Record excerpts:
━━━━━━

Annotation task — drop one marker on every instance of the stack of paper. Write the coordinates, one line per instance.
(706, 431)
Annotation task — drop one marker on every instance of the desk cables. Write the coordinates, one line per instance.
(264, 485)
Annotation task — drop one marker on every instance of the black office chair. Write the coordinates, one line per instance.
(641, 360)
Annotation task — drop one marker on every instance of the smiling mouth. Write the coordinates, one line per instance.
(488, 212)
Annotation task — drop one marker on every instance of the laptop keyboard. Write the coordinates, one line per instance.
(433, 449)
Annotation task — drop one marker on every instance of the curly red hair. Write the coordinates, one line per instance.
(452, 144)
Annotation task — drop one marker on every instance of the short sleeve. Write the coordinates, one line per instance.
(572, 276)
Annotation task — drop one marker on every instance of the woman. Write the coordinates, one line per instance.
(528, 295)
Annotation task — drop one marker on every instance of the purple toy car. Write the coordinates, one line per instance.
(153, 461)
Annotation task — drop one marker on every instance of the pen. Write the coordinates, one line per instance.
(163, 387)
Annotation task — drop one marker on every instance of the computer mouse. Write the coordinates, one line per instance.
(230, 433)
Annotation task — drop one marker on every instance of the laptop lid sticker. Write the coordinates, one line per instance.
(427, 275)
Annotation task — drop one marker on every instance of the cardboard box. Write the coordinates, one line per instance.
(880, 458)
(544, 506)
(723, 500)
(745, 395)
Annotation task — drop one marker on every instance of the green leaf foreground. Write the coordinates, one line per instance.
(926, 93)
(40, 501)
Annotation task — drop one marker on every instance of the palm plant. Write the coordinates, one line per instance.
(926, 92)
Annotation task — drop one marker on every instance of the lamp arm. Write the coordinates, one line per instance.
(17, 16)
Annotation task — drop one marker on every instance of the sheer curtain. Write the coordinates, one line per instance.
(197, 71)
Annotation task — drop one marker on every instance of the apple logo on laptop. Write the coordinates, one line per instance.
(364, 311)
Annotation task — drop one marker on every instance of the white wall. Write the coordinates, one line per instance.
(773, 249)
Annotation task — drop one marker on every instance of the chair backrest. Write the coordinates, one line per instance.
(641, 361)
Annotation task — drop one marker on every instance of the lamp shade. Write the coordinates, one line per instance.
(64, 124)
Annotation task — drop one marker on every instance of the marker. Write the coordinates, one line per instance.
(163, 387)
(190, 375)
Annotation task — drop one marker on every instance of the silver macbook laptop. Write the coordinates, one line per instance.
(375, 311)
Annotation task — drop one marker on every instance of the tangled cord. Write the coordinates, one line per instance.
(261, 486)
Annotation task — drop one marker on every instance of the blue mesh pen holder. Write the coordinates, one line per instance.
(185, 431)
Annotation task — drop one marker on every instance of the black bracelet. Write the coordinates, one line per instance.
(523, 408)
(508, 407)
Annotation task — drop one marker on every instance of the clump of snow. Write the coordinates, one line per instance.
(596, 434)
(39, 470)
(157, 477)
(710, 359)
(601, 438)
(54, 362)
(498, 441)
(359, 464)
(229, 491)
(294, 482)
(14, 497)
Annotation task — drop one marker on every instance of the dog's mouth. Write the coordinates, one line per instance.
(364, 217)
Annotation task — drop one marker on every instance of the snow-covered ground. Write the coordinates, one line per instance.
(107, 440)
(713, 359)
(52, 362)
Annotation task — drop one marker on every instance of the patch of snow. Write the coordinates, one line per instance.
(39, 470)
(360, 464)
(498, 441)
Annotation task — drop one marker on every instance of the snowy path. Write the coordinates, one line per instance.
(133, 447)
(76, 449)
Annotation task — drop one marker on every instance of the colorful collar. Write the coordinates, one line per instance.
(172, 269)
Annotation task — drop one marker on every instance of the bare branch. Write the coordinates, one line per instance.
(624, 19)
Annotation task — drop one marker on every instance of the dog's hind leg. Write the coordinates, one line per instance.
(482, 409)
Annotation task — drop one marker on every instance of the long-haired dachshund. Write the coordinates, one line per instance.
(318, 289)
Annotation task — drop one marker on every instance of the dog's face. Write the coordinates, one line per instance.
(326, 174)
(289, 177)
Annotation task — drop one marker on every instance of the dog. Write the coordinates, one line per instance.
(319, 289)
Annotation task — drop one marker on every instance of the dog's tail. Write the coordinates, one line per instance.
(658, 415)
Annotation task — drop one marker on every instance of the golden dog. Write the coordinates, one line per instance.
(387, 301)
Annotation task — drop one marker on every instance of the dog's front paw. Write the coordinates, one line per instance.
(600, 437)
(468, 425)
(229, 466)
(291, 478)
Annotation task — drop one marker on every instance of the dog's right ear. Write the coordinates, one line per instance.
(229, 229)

━━━━━━

Exercise directions:
In full and exactly as written, reproduce the records above.

Answer box:
Annotation task — drop one marker on every instance of the stack of paper. Write the coordinates, one line per instance.
(706, 431)
Annotation task — drop one marker on every instance of the desk cables. Write the coordinates, one line per instance.
(264, 485)
Annotation task — drop one marker on every instance of the black office chair. Write the coordinates, one line per instance.
(641, 360)
Annotation task — drop one marker on every instance of the smiling mouth. Write the coordinates, one line per instance.
(488, 212)
Annotation task — drop one marker on every instance of the laptop keyboard. Write the coordinates, one line per instance.
(433, 449)
Annotation task — drop one marker on every instance of the curly red hair. Write the coordinates, one line per instance.
(452, 144)
Annotation task — drop one marker on every instance of the short sleeve. Write the coordinates, one line per instance.
(572, 276)
Annotation task — drop one marker on every instance of the woman. Write the coordinates, one line per instance.
(528, 295)
Annotation task — drop one marker on every instance of the purple toy car. Write the coordinates, one line per instance.
(153, 461)
Annotation task — drop one marker on every instance of the pen. Write the coordinates, one line per instance.
(163, 387)
Annotation task — drop one marker on every instance of the computer mouse. Write the coordinates, one line per instance.
(230, 433)
Annotation task — drop one marker on every instance of the laptop lid sticker. Write the coordinates, one line per instance.
(427, 275)
Annotation task — drop one marker on every instance of the cardboard box. Write the coordinates, one line per instance.
(880, 458)
(544, 506)
(723, 500)
(745, 395)
Annotation task — drop one marker on every instance of the green leaf foreground. Write the coordinates, one line per instance.
(926, 93)
(40, 501)
Annotation task — drop one marker on every instance of the palm plant. Write the coordinates, one line per instance.
(926, 92)
Annotation task — drop one marker on every instance of the lamp arm. Write the coordinates, one line per instance.
(17, 16)
Annotation task — drop one marker on every instance of the sheer curtain. Write the coordinates, one line per instance.
(197, 71)
Annotation task — drop one marker on every instance of the apple logo on laptop. Write the coordinates, one line per instance.
(364, 311)
Annotation task — drop one marker on every instance of the white wall. Write the coordinates, one line per instance.
(773, 249)
Annotation task — drop one marker on every instance of the chair backrest. Write the coordinates, one line per instance.
(641, 361)
Annotation task — drop one marker on every instance of the lamp shade. Write the coordinates, one line per instance.
(64, 124)
Annotation task — drop one marker on every instance of the marker. Write the coordinates, one line per instance.
(163, 387)
(190, 375)
Annotation task — drop one marker on every instance of the silver macbook laptop. Write the coordinates, one line per instance.
(375, 311)
Annotation task — drop one marker on every instance of the tangled cord. Write the coordinates, one line per instance.
(261, 486)
Annotation task — drop one marker on every instance of the blue mesh pen holder. Write the coordinates, one line per instance.
(185, 431)
Annotation task — drop one marker on every instance of the black bracelet. Write the coordinates, one line per instance.
(523, 408)
(508, 407)
Annotation task — drop one marker on every instance of the clump of snow. Write the coordinates, one line per instance.
(596, 434)
(39, 470)
(157, 477)
(710, 359)
(601, 438)
(54, 362)
(498, 441)
(359, 464)
(229, 491)
(294, 482)
(14, 497)
Annotation task — drop one marker on every instance of the dog's mouth. Write the coordinates, one line per instance.
(364, 217)
Annotation task — drop one marker on every instance of the snow-covered ground. Write the coordinates, one line per instance.
(107, 440)
(713, 359)
(52, 362)
Annotation task — drop one marker on every instance of the patch of snow. Write the coordinates, one line per instance.
(39, 470)
(360, 464)
(498, 441)
Annotation task — drop one marker on every instance of the snowy path. Write the coordinates, one line per instance.
(133, 447)
(76, 449)
Annotation task — drop one marker on every instance of the colorful collar. Write the coordinates, one line per instance.
(172, 269)
Annotation task — drop one marker on every instance of the bare branch. Write the coordinates, one line per instance.
(624, 19)
Annotation task — drop one marker on every instance of the dog's hind leg. Write the coordinates, one line per instance.
(482, 409)
Annotation task — drop one marker on every instance of the long-haired dachshund. Write the coordinates, one line per instance.
(318, 289)
Annotation task — drop one marker on every instance of the dog's face. Write the coordinates, one line per instance.
(326, 174)
(289, 177)
Annotation task — drop one marker on every instance of the dog. Write the coordinates, one line per instance.
(319, 289)
Annotation task — drop one marker on every instance of the dog's tail. Write the coordinates, one line per instance.
(658, 415)
Annotation task — drop one marker on every instance of the golden dog. Write the coordinates, one line per instance.
(387, 301)
Annotation task — drop one marker on every instance of the dog's front paw. Write the coordinates, one line per instance.
(600, 437)
(468, 425)
(229, 466)
(291, 478)
Annotation task — drop one marker on every instance of the dog's right ear. Write the coordinates, one line per instance.
(229, 229)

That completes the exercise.